What is expected:
Copy out each line below that contains the word "white".

============================================================

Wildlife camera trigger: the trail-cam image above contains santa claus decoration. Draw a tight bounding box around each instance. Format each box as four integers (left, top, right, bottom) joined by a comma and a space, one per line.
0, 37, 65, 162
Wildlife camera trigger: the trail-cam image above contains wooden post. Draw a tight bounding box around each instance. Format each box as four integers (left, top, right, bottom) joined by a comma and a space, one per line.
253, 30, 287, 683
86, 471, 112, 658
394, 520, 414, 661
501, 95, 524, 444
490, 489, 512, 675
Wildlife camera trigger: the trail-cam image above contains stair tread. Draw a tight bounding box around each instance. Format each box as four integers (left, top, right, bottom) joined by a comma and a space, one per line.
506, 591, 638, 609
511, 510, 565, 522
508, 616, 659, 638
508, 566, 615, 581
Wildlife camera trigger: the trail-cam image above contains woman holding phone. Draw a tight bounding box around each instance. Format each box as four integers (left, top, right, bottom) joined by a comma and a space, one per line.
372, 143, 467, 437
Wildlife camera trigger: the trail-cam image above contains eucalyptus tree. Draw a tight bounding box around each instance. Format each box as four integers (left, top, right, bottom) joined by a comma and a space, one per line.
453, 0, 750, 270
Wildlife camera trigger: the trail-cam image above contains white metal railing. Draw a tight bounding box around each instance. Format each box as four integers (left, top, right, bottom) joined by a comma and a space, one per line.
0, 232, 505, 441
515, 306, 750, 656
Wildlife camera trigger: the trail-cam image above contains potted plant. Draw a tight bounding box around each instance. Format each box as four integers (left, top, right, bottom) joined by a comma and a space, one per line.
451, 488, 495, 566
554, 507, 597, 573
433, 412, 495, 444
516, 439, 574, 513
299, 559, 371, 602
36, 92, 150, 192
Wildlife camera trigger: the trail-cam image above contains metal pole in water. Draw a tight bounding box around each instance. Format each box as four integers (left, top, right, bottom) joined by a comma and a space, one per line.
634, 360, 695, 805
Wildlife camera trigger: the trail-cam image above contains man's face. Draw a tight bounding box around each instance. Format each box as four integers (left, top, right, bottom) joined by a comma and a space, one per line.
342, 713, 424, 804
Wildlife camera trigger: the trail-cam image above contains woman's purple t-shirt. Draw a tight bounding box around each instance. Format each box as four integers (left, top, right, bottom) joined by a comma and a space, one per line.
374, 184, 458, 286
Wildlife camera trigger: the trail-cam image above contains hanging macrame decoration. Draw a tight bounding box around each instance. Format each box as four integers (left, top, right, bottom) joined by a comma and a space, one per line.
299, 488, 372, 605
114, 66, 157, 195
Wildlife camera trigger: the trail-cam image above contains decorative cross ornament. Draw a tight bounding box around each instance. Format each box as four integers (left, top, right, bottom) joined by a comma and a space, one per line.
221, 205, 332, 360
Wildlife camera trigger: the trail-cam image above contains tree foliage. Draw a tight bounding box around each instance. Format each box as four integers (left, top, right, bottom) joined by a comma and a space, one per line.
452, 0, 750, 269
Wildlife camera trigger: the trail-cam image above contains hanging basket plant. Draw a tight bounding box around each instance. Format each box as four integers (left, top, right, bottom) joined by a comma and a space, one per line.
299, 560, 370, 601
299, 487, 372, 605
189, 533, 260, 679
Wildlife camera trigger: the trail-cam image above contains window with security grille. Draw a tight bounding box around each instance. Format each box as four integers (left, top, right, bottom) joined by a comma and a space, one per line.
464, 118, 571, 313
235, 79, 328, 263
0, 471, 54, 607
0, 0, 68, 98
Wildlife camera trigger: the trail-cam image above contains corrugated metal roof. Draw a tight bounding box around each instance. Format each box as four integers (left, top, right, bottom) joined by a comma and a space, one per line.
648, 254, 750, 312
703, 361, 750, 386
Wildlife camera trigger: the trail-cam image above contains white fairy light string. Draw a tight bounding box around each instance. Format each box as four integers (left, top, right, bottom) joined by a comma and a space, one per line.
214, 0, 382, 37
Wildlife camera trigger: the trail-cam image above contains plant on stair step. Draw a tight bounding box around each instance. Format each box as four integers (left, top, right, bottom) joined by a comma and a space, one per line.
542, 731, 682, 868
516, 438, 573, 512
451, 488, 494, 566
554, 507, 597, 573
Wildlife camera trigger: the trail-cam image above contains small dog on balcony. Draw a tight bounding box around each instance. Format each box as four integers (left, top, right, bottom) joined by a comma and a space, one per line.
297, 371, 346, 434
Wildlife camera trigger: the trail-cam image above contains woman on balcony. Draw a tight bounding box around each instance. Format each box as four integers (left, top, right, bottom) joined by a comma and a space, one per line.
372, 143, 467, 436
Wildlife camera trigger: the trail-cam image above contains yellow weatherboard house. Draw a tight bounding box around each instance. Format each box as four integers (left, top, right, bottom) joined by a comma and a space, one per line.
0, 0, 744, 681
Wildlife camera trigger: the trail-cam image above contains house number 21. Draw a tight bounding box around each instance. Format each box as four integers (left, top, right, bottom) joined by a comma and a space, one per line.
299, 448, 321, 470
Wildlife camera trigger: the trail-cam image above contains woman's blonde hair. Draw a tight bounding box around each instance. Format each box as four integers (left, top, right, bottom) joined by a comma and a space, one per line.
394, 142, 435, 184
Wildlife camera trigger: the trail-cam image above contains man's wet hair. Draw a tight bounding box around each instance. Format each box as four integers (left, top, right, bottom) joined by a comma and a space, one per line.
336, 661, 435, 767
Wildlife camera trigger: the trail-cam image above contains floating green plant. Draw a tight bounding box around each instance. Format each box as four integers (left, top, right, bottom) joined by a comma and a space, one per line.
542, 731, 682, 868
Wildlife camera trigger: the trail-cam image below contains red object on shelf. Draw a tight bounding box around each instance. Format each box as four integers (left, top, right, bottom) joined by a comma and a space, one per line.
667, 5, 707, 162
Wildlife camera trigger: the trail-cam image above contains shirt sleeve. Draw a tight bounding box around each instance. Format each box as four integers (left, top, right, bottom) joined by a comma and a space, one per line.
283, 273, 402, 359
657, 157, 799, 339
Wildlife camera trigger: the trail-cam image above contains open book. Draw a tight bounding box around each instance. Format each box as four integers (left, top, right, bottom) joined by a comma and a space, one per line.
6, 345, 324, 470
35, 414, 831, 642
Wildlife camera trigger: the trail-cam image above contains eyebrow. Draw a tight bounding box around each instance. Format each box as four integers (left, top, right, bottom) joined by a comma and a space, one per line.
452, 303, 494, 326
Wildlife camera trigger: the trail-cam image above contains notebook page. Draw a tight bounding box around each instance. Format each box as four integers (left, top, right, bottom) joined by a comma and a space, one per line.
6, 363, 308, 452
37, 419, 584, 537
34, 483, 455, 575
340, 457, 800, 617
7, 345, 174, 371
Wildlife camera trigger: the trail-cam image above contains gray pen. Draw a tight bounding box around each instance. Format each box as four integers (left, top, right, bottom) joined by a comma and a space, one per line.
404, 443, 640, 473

============================================================

Solved exercise:
Wildlife camera trigger: the trail-cam image above contains white metal railing. Draw a tight bounding box around each instance. Format each box as four integers (left, top, right, bottom) joined by a comma and a space, one per line.
Wildlife camera trigger: the trail-cam image above contains white fairy light string. Draw a tight bounding box around each instance. Format each box as four integers (left, top, right, bottom) joined by a comma and a space, one per line.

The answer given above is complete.